-- Selection --
+++++

Find Galois group of $L:\mathbb{Q}(\sqrt{-5})$ where $L=\mathbb{Q}(\zeta_{20})$

Question

I would like to find the Galois group of the field extension $L:\mathbb{Q}(\sqrt{-5})$, where $L=\mathbb{Q}(\zeta_{20})$ and $\zeta_{20}$ is a primitive 20th root of unity (in $\mathbb{C}$).

We know that the Galois group must be of order four, as $L:\mathbb{Q}$ is Galois and $\mathbb{Q}\subset \mathbb{Q}(\sqrt{-5})\subset L$, so $L:\mathbb{Q}(\sqrt{-5})$ is Galois, and $[L:\mathbb{Q}(\sqrt{-5})]=\frac{[L:\mathbb{Q}]}{[\mathbb{Q}(\sqrt{-5}):\mathbb{Q})]}=\frac{8}{2}=4$, and if $H=\textrm{Gal}(L:\mathbb{Q}(\sqrt{-5}))$, then $|H|=[L:\mathbb{Q}(\sqrt{-5})]$, so it must be isomorphic to either $\mathbb{Z}_4$ or $\mathbb{Z}_2^2$. (Note: $[L:\mathbb{Q}]=\phi(20)=8$, where $\phi$ denotes the Euler phi-function)

I have thus far managed to show that $L=\mathbb{Q}(\zeta_{20})=\mathbb{Q}(\zeta_{4},\zeta_5)=\mathbb{Q}(i)(\zeta_{5})$, and hence that $L:\mathbb{Q}(i)$ is a cyclic field extension of degree four, $\textit{i.e.}\ \textrm{Gal}(L:\mathbb{Q}(i))\cong \mathbb{Z}_4$. I have also noticed that as we may let $\zeta_5=e^{\frac{2}{5}\pi i}=\frac{\sqrt{5}-1}{4}+\frac{i}{4}\sqrt{2\sqrt{5}+10}$, we can express $L$ as: $L=\mathbb{Q}(i,\sqrt{2\sqrt{5}+10})$.

My initial idea was to let $K=\mathbb{Q}(i,\sqrt{-5})$, so that $\mathbb{Q}(\sqrt{-5})\subset K\subset L$, and note that $\textrm{Gal}(L:K)\cong \mathbb{Z}_2$ and $\textrm{Gal}(K:\mathbb{Q}(\sqrt{-5}))\cong \mathbb{Z}_2$, and thus somehow conclude that $\textrm{Gal}(L:\mathbb{Q}(\sqrt{-5}))\cong \mathbb{Z}_2^2$, which I suspect to be the right conclusion. But this reasoning is of course not only erroneous but unsubstantiated.

I subsequently seemed to become unable to come up with better ideas and thus decided to consult the community.

+++++

-- Supplied data --

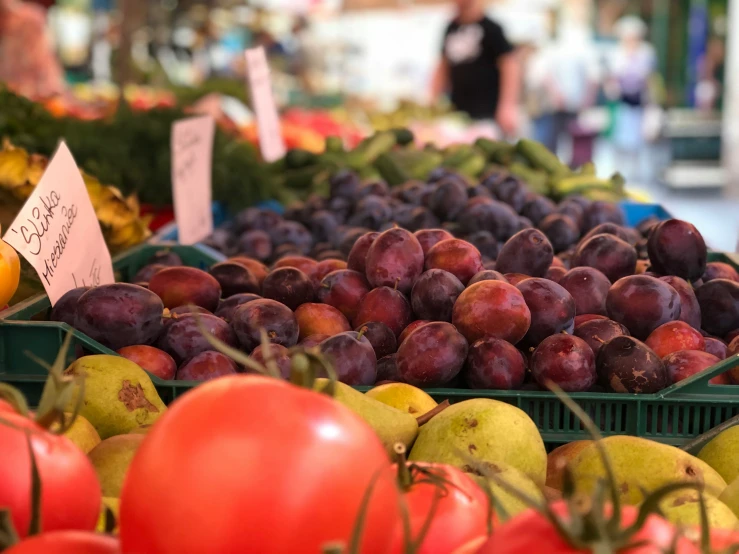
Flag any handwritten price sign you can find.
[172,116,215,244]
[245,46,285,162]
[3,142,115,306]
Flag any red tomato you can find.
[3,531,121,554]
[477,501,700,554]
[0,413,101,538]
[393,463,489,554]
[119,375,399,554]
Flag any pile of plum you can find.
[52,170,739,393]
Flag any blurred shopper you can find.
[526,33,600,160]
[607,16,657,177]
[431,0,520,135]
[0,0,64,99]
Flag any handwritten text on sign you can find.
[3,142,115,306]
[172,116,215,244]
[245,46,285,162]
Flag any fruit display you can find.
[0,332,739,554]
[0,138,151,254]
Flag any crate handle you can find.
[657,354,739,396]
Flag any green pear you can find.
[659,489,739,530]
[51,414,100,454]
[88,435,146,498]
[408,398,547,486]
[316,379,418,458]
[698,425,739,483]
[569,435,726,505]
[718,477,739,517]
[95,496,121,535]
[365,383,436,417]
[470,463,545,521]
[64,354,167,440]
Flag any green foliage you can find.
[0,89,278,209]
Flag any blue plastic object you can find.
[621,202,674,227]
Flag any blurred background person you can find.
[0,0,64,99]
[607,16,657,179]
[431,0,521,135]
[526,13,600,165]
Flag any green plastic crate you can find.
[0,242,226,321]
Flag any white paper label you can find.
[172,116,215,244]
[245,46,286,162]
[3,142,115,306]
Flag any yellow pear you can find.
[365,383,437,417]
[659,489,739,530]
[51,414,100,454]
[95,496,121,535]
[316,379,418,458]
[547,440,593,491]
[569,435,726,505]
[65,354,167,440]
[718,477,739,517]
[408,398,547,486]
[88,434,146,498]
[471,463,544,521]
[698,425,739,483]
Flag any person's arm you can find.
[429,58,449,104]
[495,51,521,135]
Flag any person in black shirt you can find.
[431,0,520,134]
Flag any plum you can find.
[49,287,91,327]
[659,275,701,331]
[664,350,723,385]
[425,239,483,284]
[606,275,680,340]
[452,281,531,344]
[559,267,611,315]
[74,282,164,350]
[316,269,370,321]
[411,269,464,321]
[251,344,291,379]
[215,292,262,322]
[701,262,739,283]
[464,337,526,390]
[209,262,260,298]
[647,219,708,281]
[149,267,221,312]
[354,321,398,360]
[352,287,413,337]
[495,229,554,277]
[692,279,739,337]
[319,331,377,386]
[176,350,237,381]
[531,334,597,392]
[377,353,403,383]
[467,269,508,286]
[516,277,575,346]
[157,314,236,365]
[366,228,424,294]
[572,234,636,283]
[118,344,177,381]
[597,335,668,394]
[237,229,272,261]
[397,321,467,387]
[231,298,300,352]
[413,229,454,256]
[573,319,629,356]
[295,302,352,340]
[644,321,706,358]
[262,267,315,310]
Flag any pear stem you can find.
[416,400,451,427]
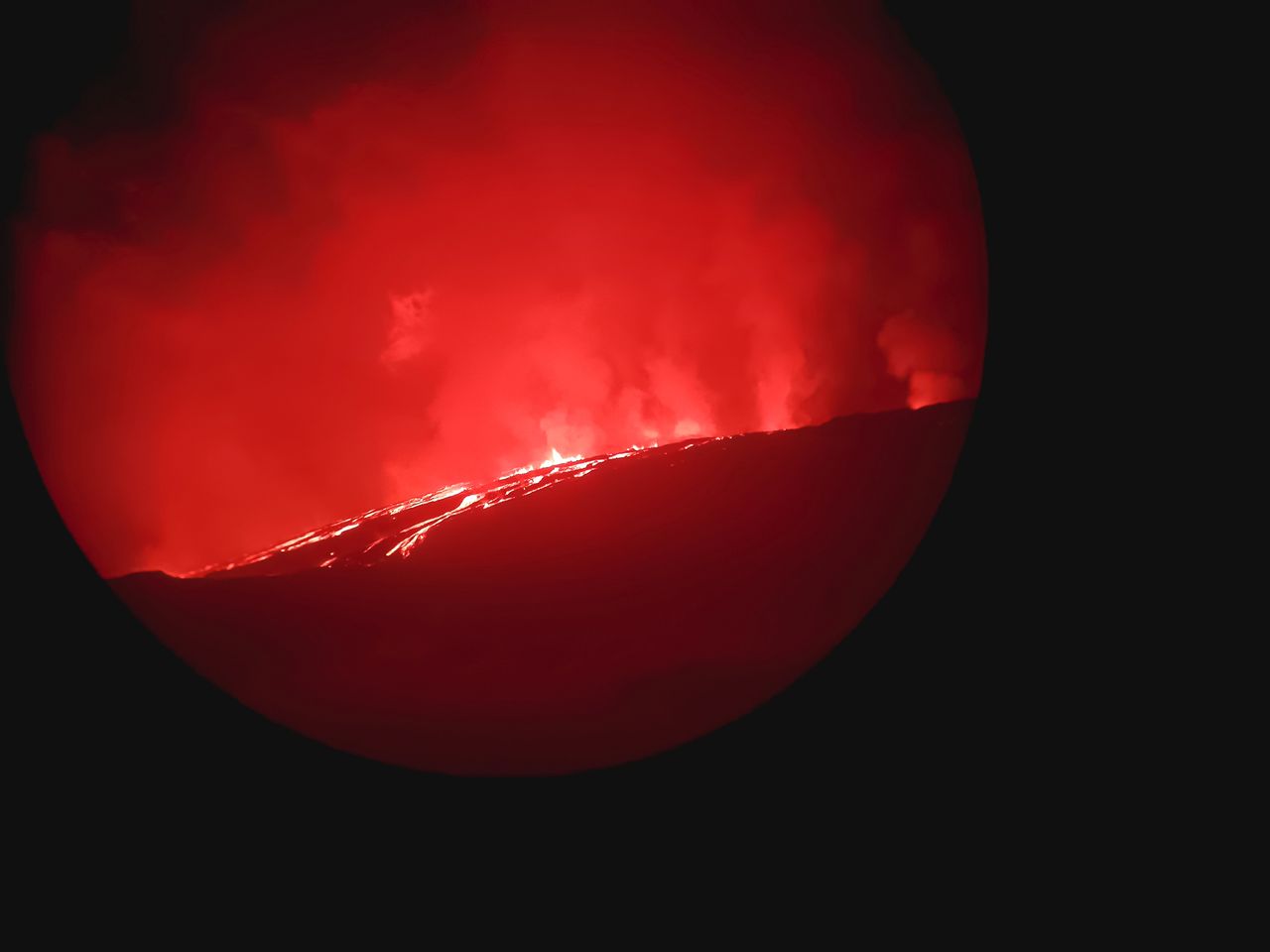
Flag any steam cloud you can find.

+++++

Please name the two groups that the Galois group post says the order-four group $H$ could be isomorphic to.

$\mathbb{Z}_4$ or $\mathbb{Z}_2^2$